Exercise passage:
BEGIN

Another summit, er, apex

This extremely funny, heady novel is right on target. Its exhilarating wordplay and brilliant satirical insights will stir even the most hebetudinous somnambulate. The novel never drags, as the nameless protagonist, dubbed nomenclature consultant, ricochets between a coterie of stylish ancillary characters who vie for his attention and contractual obligation to name a small, rural town. The protagonist sets off to "package" the town with a moniker befitting its collective past, present, and future sensibilities. And the fun begins. A wealthy software guru and hometown hero entreats him to adopt a sobriquet reflective of the promises of capitalism. An aristocratic eccentric contends that his own family name is the more honorable, just choice. While the mayor, a great-granddaughter of one of the ex-slave town founders, asserts her own family's claim to naming rights. The multicultural stew bubbles, cures, and bubbles over. The deft consultant's greatest triumph so far is the naming of Apex, a revolutionary bandage that comes in enough colors to match any skin color; his momentous defeat, a mysterious breakdown and the loss of a toe. Whitehead writes a thrilling fable that invites us to look under the scabs of language, manufactured desire, and other seemly nuances that all too often hide the hurt at our own peril.

Apex Inquires with wit and humor

Man, I loved this book. It hit me at just the right time. It's a witty inquiry into identity, alienation, (body) image, race, the stagnation of privilege, the curse of one's gifts and the duty of limping along. A lively story that carries more resonance and meaning the longer I reflect on it and discuss with friends. Any person who has ever made a conscious inquiry into their own identity should try this book. Whitehead deft use of language meets his excellent standard.

END

Brief A: In the reviews of the novel, which subjects does the second review name as parts of the book's witty inquiry? List every one.
Brief B: Reproduce verbatim the part of the reviews of the novel starting with "Apex Inquires with" and going on through "his excellent standard.".

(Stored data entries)
BEGIN

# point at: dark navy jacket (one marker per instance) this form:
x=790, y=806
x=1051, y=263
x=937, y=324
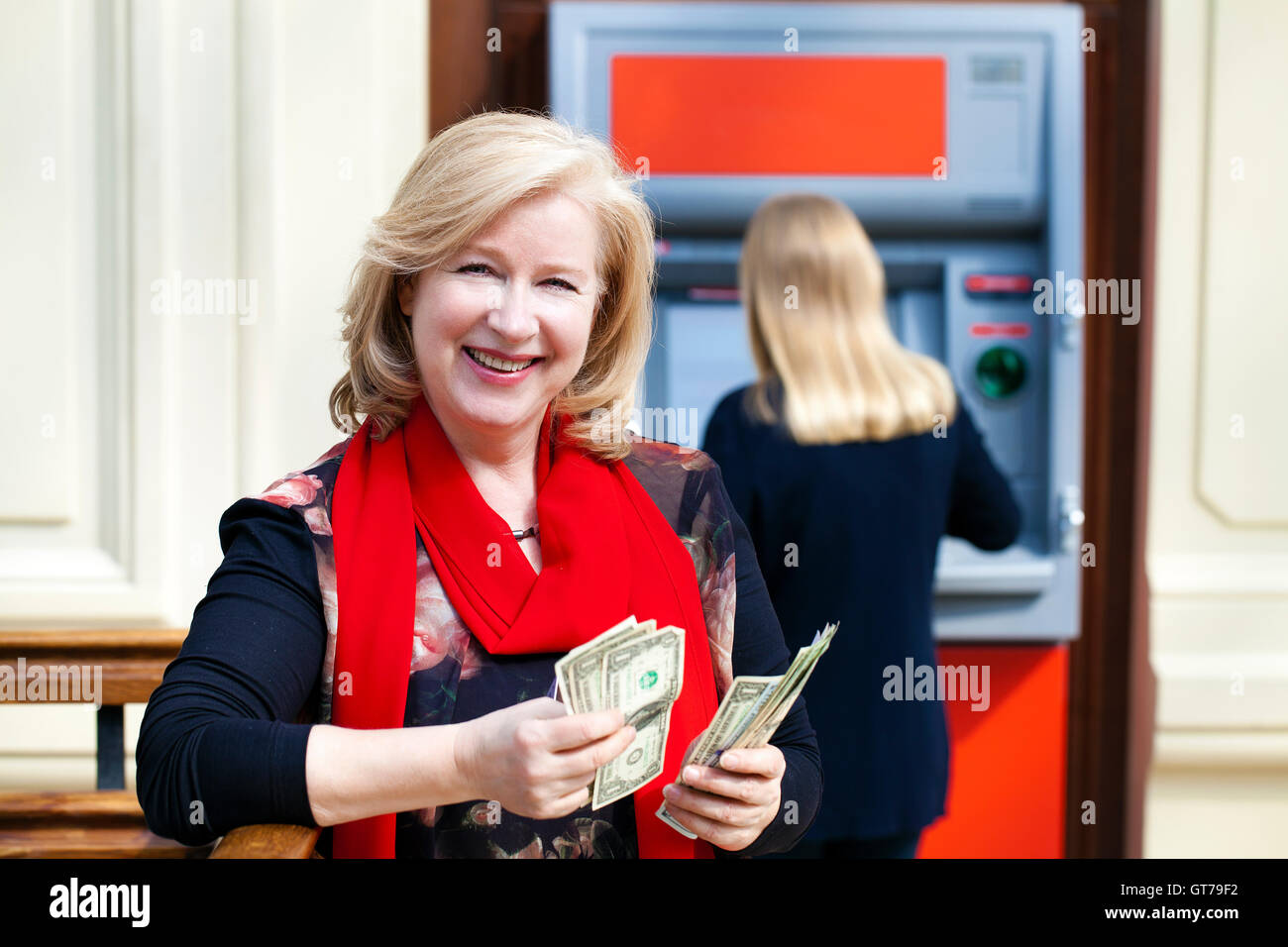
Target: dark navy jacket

END
BEGIN

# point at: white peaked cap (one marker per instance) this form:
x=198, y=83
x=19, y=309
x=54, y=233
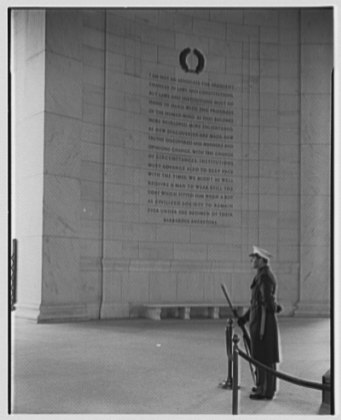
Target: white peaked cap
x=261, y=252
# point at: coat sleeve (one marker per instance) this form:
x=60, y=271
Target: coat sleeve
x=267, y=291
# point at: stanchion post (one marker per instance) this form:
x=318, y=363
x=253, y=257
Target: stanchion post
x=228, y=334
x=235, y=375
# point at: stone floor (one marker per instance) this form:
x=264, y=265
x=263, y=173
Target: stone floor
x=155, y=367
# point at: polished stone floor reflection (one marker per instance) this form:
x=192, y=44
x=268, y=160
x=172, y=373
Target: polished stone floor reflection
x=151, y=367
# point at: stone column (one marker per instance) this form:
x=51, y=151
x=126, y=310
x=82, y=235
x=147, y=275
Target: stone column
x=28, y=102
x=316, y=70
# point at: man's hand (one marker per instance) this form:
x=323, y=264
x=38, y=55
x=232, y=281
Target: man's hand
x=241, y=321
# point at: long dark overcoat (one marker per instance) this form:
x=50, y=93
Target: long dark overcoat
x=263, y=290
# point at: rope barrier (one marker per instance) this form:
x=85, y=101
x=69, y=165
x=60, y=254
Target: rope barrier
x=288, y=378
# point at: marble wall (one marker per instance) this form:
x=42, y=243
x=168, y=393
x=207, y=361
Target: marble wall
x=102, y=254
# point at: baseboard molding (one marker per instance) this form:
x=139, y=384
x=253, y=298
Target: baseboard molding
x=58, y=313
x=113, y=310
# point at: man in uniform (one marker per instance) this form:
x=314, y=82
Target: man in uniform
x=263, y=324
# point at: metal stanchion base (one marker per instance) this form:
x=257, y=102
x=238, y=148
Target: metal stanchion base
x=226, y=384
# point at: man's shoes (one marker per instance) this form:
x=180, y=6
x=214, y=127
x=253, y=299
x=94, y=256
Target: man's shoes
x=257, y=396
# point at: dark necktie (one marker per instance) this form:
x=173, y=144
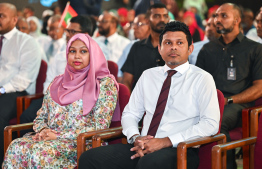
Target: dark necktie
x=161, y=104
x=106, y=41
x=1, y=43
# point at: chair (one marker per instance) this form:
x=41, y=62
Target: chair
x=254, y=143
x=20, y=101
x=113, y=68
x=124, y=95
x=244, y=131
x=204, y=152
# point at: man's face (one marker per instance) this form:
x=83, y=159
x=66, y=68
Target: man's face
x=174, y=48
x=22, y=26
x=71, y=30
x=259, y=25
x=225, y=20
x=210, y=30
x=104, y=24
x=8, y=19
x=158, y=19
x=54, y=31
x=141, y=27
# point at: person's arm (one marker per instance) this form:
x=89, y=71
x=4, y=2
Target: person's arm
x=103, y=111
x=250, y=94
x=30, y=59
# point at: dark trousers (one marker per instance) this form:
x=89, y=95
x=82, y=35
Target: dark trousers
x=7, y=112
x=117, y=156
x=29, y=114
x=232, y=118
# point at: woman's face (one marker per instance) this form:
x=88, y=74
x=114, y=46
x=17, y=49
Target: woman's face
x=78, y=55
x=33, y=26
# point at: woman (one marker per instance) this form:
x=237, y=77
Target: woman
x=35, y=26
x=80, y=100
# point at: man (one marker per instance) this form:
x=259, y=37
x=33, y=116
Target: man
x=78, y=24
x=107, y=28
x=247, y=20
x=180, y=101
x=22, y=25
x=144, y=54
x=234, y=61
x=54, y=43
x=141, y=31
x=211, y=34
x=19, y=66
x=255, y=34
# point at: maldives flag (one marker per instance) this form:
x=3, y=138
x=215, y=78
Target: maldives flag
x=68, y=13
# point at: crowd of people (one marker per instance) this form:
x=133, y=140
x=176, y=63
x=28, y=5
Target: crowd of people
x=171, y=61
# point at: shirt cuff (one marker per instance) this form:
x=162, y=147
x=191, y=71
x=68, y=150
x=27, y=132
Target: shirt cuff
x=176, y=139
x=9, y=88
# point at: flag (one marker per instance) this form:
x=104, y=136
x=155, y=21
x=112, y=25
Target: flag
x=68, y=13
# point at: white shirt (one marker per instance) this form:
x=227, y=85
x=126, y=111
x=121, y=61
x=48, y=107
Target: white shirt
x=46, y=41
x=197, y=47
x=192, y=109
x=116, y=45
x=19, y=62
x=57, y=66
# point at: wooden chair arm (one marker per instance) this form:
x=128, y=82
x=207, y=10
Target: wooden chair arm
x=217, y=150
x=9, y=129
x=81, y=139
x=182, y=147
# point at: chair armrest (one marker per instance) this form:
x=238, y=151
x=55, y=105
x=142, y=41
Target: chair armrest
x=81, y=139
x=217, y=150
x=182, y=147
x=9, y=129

END

Answer space A: identity, alienation, (body) image, race, the stagnation of privilege, the curse of one's gifts, the duty of limping along

Answer space B:
Apex Inquires with wit and humor

Man, I loved this book. It hit me at just the right time. It's a witty inquiry into identity, alienation, (body) image, race, the stagnation of privilege, the curse of one's gifts and the duty of limping along. A lively story that carries more resonance and meaning the longer I reflect on it and discuss with friends. Any person who has ever made a conscious inquiry into their own identity should try this book. Whitehead deft use of language meets his excellent standard.